* START Passage provided *
# FS: 20 Gal Long and Stingray Stand Set ($45), Indian Almond Leaves ($5/dozen)



## JTang (Apr 21, 2010)

Guess I won't be able to set up all the tanks that I recently purchased (I have just set up 2 more!) LOL. Wife said 5 tanks are more than enough in the family room! So this set has to go... 

Originally bought from Adrain back in Jan:

20 Gal Long - Good n very clean condition, except that the back glass is a bit scratched up. Silicone is in excellent condition. No Leak, cleaned n ready to go. Tank is shown in the picture below. $25 
*NOTE: The driftwood in the Picture is NOT included! Add $50 if you want it! Hahahaa!

Matching Stingray Stand in great condition - 31''L x 13'' W x 28''H
Fits 29gal, 20gal long, or other smaller tank such as 20gal or 10gal.
Color: Light oak, door/storage on left hand side. 
$30,

or take the set (tank n stand) for Only $45!!!!! *SOLD!*



















Large Indian Almond Leaves (6''-8''). 1 dozen left. 
$5/dozen. Can be mailed to you for an extra dollar.










Pick up in Poco, or meet along Hwy1 in Surrey, Langley, n Aldergrove.


----------



## JTang (Apr 21, 2010)

#2 is pending p/u.


----------



## JTang (Apr 21, 2010)

The guy backed out. Both 404 still available.


----------



## JTang (Apr 21, 2010)

Weekend Bump!


----------



## JTang (Apr 21, 2010)

Added Stingray stand...


----------



## JTang (Apr 21, 2010)

Fluval #2 pending...


----------



## maritzruan (Dec 17, 2010)

#2 is it in good condition ?


----------



## JTang (Apr 21, 2010)

No, it's leaky and that's why it is $25! 
See post #1 for details.

It's pending for pickup tmr (Monday).


----------



## JTang (Apr 21, 2010)

404 #2 is Sold!


----------



## JTang (Apr 21, 2010)

Bump to top!


----------



## JTang (Apr 21, 2010)

Bump...........


----------



## JTang (Apr 21, 2010)
* END Passage provided *
### Stated goal:
In the forum thread above, how much extra does the seller charge to mail the Indian Almond Leaves?
* START Entries *
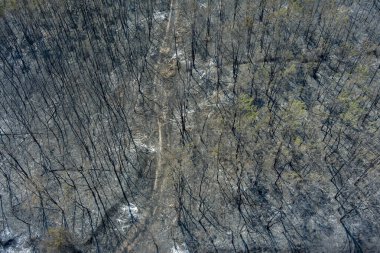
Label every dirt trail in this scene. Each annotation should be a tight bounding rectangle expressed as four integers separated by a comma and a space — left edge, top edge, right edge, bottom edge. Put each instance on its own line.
117, 0, 178, 253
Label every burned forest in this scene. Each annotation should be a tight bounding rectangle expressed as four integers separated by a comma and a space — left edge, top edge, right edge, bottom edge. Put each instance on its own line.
0, 0, 380, 253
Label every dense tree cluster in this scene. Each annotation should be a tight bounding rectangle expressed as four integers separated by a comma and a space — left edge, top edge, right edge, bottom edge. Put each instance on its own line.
0, 0, 380, 252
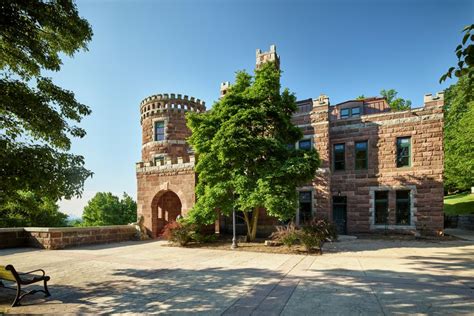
* END Entries *
### Full output:
One extra dollar.